Données fournies:
####

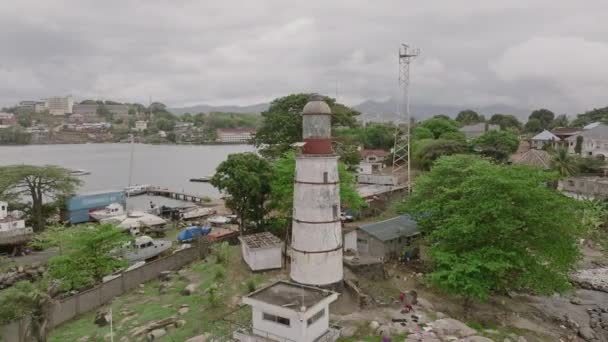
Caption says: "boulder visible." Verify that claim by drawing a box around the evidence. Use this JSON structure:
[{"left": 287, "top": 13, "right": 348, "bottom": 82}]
[
  {"left": 459, "top": 336, "right": 494, "bottom": 342},
  {"left": 158, "top": 271, "right": 172, "bottom": 281},
  {"left": 369, "top": 321, "right": 380, "bottom": 331},
  {"left": 433, "top": 318, "right": 477, "bottom": 338},
  {"left": 182, "top": 283, "right": 197, "bottom": 296},
  {"left": 147, "top": 328, "right": 167, "bottom": 341},
  {"left": 578, "top": 327, "right": 595, "bottom": 341},
  {"left": 94, "top": 310, "right": 112, "bottom": 327},
  {"left": 186, "top": 333, "right": 211, "bottom": 342}
]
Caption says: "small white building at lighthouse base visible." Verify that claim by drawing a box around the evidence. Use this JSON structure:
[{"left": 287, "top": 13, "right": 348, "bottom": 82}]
[{"left": 233, "top": 281, "right": 340, "bottom": 342}]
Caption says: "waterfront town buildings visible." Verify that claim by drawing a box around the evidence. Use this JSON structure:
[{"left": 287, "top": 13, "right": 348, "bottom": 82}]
[
  {"left": 566, "top": 123, "right": 608, "bottom": 159},
  {"left": 459, "top": 122, "right": 500, "bottom": 140},
  {"left": 217, "top": 128, "right": 255, "bottom": 143},
  {"left": 74, "top": 103, "right": 129, "bottom": 122},
  {"left": 530, "top": 130, "right": 560, "bottom": 150},
  {"left": 135, "top": 120, "right": 148, "bottom": 132},
  {"left": 46, "top": 96, "right": 74, "bottom": 116},
  {"left": 0, "top": 112, "right": 17, "bottom": 128}
]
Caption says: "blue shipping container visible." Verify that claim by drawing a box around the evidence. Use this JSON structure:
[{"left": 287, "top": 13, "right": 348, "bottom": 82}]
[{"left": 67, "top": 191, "right": 127, "bottom": 224}]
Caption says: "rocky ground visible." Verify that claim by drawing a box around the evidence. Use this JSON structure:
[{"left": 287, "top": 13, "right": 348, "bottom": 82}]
[{"left": 49, "top": 240, "right": 608, "bottom": 342}]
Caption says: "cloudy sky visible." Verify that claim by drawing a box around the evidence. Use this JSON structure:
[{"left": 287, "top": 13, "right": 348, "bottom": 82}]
[{"left": 0, "top": 0, "right": 608, "bottom": 113}]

####

Affichez à l'identique les lignes de tous les items ci-dessus, en laissant les images de côté.

Réponse à l'exercice:
Caption says: "boulder visible." Verify that claim by drawing a box around the evidence. Use this JSON structure:
[{"left": 287, "top": 13, "right": 348, "bottom": 82}]
[
  {"left": 459, "top": 336, "right": 494, "bottom": 342},
  {"left": 158, "top": 271, "right": 172, "bottom": 281},
  {"left": 369, "top": 321, "right": 380, "bottom": 331},
  {"left": 433, "top": 318, "right": 477, "bottom": 338},
  {"left": 182, "top": 283, "right": 197, "bottom": 296},
  {"left": 147, "top": 328, "right": 167, "bottom": 341},
  {"left": 578, "top": 327, "right": 595, "bottom": 341},
  {"left": 94, "top": 310, "right": 112, "bottom": 327},
  {"left": 186, "top": 333, "right": 211, "bottom": 342}
]
Caption says: "small white building at lighthouse base visible." Verify that claim by drawing a box around the evidence. Use this JSON structure:
[{"left": 287, "top": 13, "right": 348, "bottom": 82}]
[{"left": 233, "top": 281, "right": 340, "bottom": 342}]
Caption says: "waterfront town buildings visible." Verify that claim by drawing a box around the evidence. Use this JSON structure:
[{"left": 287, "top": 13, "right": 348, "bottom": 82}]
[
  {"left": 566, "top": 123, "right": 608, "bottom": 159},
  {"left": 459, "top": 122, "right": 500, "bottom": 140},
  {"left": 217, "top": 128, "right": 255, "bottom": 143},
  {"left": 74, "top": 103, "right": 129, "bottom": 122},
  {"left": 530, "top": 130, "right": 560, "bottom": 150},
  {"left": 135, "top": 120, "right": 148, "bottom": 132},
  {"left": 46, "top": 96, "right": 74, "bottom": 116},
  {"left": 0, "top": 112, "right": 17, "bottom": 128}
]
Caption says: "blue shipping container visible." Verify that claim by drawing a box around the evidence. Use this JSON structure:
[{"left": 287, "top": 13, "right": 348, "bottom": 82}]
[{"left": 67, "top": 191, "right": 127, "bottom": 224}]
Caption says: "rocky ground visible." Verify that claim by drawing a box around the evidence. Use this JSON structure:
[{"left": 287, "top": 13, "right": 348, "bottom": 82}]
[{"left": 49, "top": 240, "right": 608, "bottom": 342}]
Caption says: "cloudy sky visible." Verify that claim by drawing a box around the evidence. Use this JSON structure:
[{"left": 287, "top": 13, "right": 348, "bottom": 82}]
[{"left": 0, "top": 0, "right": 608, "bottom": 113}]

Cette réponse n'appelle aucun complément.